What is required: Transcribe exactly the lines that fall between the one holding "Basketball game film review: mark the stone" and the one holding "Basketball game film review: mark the amber", inclusive, from the entries below.

--- Extracted material ---

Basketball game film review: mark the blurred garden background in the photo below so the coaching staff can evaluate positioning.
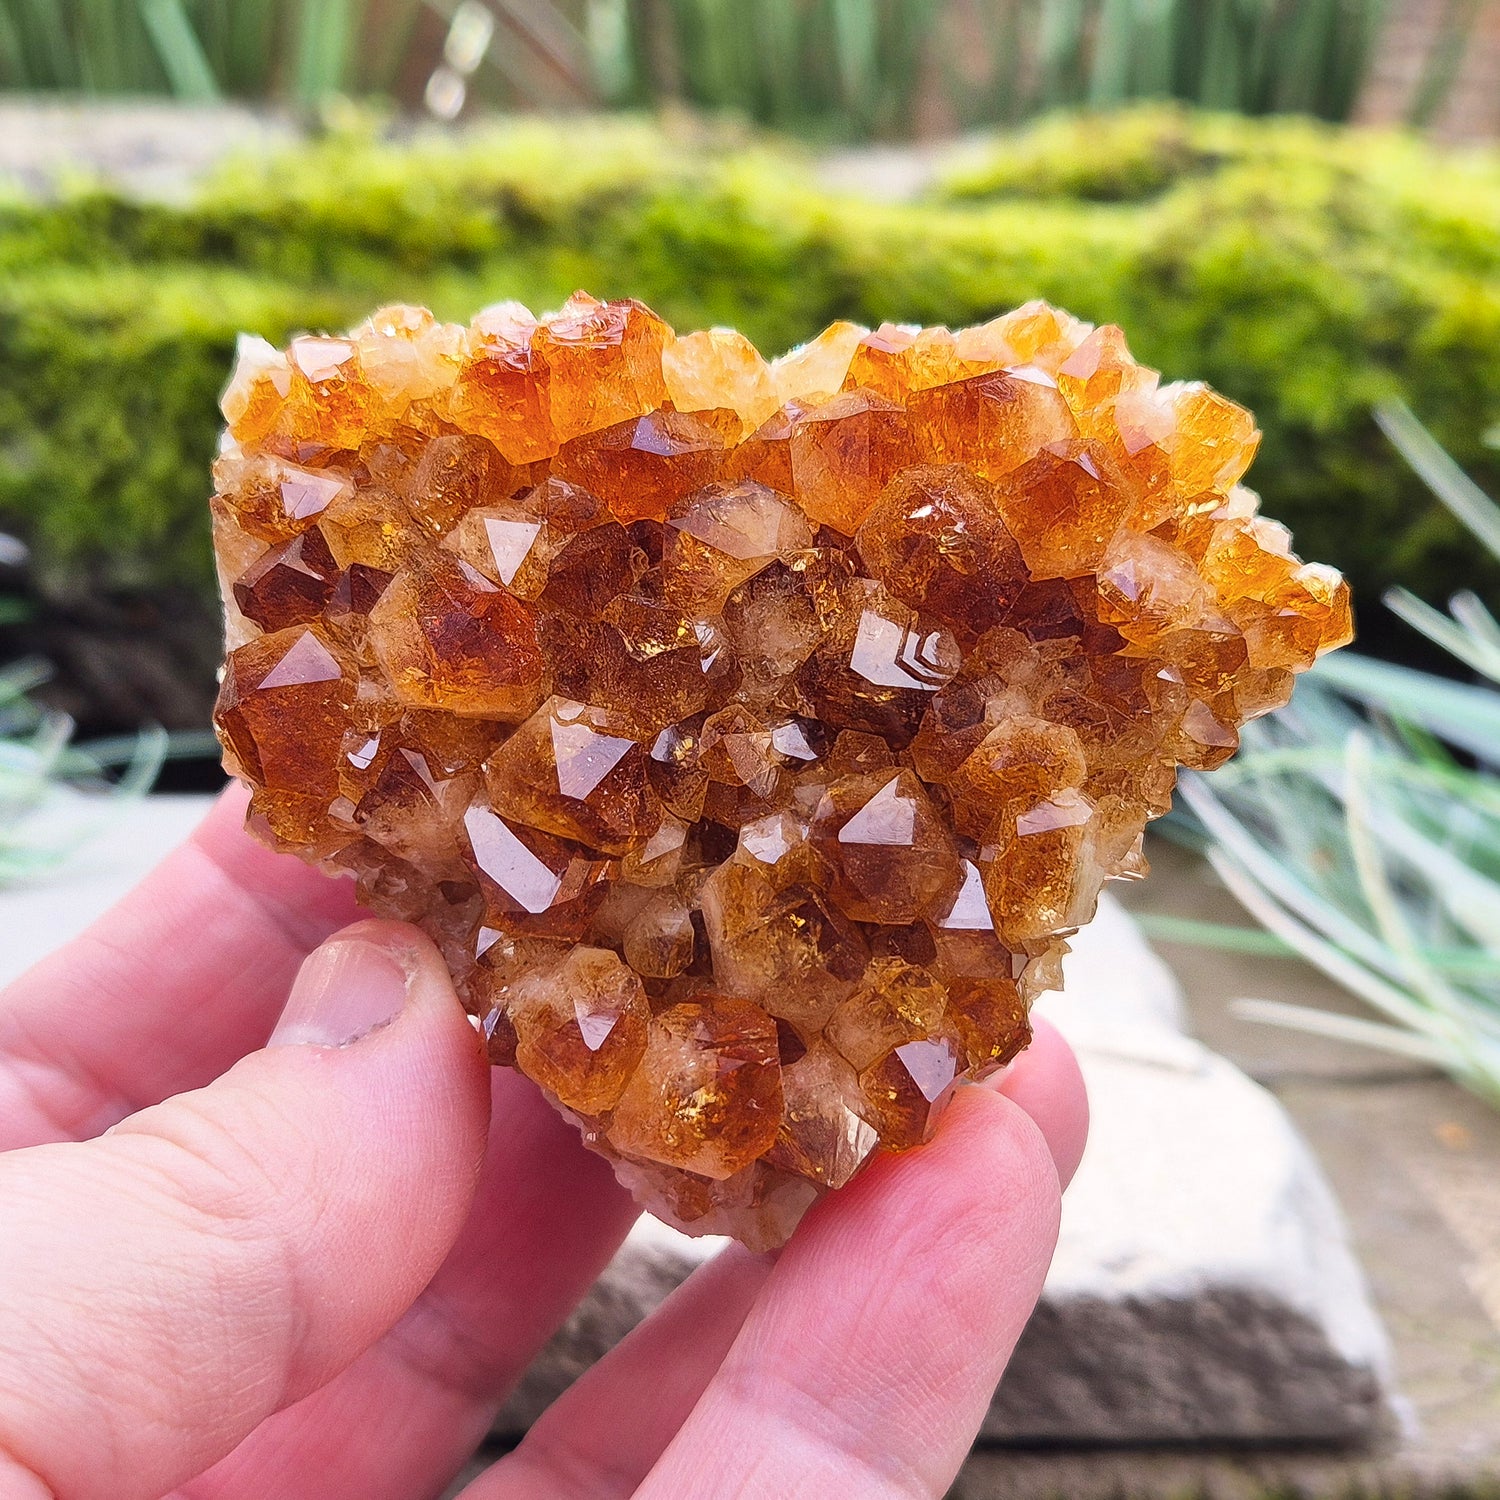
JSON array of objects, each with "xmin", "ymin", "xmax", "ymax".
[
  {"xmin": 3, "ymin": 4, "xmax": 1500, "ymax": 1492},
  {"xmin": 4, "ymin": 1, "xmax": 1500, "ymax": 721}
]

---
--- Extracted material ---

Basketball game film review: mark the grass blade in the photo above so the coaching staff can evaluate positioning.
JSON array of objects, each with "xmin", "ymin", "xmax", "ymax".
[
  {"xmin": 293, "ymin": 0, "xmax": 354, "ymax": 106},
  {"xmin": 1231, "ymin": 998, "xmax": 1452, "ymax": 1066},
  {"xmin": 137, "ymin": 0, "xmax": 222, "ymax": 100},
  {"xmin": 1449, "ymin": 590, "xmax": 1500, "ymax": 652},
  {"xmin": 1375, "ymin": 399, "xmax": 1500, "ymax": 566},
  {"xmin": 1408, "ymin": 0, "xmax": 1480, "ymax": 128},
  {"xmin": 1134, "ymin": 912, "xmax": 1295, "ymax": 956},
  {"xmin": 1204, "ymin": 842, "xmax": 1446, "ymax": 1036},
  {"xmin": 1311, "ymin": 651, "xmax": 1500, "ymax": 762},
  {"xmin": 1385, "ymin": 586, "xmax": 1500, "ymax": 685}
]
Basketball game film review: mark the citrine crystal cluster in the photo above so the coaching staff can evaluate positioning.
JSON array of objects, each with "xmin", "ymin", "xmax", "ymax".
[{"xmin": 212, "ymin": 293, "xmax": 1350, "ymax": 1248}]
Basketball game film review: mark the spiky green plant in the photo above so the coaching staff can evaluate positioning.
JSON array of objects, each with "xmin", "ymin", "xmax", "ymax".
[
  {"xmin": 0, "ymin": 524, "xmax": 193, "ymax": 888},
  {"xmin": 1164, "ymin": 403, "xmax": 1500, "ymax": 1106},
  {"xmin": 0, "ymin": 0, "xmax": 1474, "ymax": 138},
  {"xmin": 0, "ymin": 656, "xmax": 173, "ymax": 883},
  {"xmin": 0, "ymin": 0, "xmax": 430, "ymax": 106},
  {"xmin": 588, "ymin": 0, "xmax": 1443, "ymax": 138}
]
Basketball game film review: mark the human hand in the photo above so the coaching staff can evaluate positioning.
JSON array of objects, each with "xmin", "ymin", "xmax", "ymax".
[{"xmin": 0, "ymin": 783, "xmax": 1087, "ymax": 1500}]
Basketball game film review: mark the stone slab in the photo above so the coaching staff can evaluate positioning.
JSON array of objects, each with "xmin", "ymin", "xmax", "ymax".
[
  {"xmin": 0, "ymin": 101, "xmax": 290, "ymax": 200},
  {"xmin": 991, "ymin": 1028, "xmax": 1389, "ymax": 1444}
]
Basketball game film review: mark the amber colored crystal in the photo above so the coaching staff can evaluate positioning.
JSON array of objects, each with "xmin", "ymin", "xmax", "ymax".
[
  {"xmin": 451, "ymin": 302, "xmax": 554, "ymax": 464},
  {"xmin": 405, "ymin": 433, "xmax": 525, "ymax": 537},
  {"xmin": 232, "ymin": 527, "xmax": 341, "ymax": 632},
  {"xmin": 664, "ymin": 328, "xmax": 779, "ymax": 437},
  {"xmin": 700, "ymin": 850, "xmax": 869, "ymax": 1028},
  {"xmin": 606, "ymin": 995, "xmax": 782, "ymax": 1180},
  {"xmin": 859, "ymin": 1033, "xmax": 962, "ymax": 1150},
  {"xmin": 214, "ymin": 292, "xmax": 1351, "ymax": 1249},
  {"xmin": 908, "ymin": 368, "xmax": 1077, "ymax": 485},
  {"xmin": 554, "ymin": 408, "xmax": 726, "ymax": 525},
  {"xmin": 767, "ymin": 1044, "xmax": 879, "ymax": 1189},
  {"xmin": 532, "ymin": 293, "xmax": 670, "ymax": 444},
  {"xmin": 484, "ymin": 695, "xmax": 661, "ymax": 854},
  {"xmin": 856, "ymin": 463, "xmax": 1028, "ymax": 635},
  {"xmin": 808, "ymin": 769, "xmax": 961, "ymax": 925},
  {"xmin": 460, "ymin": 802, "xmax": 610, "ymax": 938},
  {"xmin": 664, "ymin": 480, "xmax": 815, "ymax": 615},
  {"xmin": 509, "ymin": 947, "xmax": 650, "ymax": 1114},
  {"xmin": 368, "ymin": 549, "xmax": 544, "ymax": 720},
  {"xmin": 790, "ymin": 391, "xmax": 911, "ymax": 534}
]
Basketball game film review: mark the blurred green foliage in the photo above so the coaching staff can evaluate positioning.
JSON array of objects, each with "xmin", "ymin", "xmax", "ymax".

---

Written reply:
Basketball game film review: mark the stone slab in the photo above so the coaching staff can evaluate positioning.
JSON array of objects, each with "xmin", "ymin", "xmax", "ymax".
[
  {"xmin": 0, "ymin": 101, "xmax": 290, "ymax": 200},
  {"xmin": 991, "ymin": 1028, "xmax": 1389, "ymax": 1444}
]
Basketball game film review: mark the amber colored crystal in the photo above so the coaching staff can evaluate positioning.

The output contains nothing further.